begin THE DATA

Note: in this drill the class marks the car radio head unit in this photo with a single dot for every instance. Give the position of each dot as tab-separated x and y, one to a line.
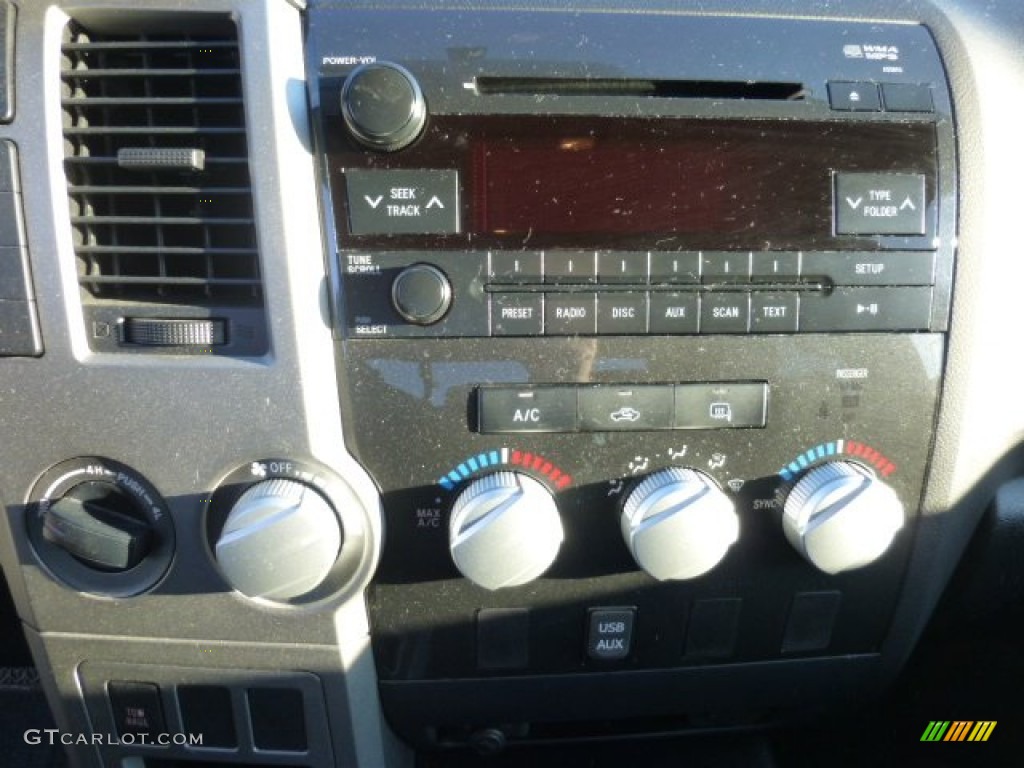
472	183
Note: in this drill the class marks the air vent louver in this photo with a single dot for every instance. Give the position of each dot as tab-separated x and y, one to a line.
158	172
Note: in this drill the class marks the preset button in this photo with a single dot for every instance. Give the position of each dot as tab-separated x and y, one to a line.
516	313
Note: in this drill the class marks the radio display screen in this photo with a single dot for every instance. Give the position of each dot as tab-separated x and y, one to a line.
585	184
667	181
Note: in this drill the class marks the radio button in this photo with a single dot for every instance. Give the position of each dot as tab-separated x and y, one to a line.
721	406
725	313
569	266
516	313
725	266
866	309
774	266
626	409
515	266
854	96
880	204
570	314
872	267
622	313
622	266
403	202
674	313
675	267
774	312
514	410
907	97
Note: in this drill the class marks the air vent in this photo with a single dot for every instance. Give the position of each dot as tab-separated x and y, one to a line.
158	178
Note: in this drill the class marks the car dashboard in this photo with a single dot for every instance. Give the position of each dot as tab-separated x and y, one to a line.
385	383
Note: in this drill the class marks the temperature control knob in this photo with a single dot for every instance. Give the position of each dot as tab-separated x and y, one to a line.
840	516
505	530
281	541
383	107
678	523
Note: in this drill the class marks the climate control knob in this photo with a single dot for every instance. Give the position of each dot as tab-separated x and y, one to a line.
505	530
678	523
280	542
840	516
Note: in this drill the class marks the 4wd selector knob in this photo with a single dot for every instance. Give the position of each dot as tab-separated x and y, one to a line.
840	516
281	541
383	107
504	530
678	523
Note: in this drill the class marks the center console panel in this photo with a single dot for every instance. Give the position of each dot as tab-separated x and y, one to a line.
642	343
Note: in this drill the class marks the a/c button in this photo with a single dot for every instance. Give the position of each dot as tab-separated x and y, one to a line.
510	410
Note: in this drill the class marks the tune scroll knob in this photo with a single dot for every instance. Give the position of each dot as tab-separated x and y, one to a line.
505	530
678	523
280	542
840	516
383	107
421	294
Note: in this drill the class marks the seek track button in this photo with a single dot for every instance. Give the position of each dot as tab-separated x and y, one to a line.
402	202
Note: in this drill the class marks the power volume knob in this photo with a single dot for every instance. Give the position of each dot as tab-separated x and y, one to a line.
840	516
505	530
280	542
678	523
383	107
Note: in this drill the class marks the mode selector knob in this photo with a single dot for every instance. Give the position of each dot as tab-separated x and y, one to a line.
383	107
421	294
678	523
505	530
280	542
840	516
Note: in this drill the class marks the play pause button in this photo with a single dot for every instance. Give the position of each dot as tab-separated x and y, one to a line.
610	634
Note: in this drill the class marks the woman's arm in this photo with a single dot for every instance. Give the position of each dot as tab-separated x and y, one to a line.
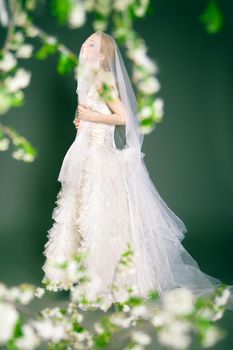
115	118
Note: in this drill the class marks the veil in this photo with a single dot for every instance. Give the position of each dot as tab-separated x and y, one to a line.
109	69
161	231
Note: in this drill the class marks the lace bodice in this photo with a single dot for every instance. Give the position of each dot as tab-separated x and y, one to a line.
97	133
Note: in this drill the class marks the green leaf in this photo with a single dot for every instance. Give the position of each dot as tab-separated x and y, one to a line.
45	51
61	10
212	17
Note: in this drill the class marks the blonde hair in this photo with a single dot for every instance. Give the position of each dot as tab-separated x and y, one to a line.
107	48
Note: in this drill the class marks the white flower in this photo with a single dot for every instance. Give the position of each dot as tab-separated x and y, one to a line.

end THE DATA

■ DO THIS: Reproduce only the lines from the line containing "Note: in this drill the class marks the green" to the last line of the material above, both of those lines included.

■ WORKED SOLUTION:
Note: in this drill the class marks the green leaf in this photo with a single dot for every instance. Give the position of each dot as tab-separated x and y, one to a line.
45	51
61	10
212	17
Note: in this drill the class marks the blonde hair in this photo with a single dot for every instance. Give the position of each dot as tab-separated x and y, one to a line.
107	48
Note: in this drill the class marks the white flower in this photo with a single dot for every instance. Give the position of each dot as tab-separated x and y, one to a line.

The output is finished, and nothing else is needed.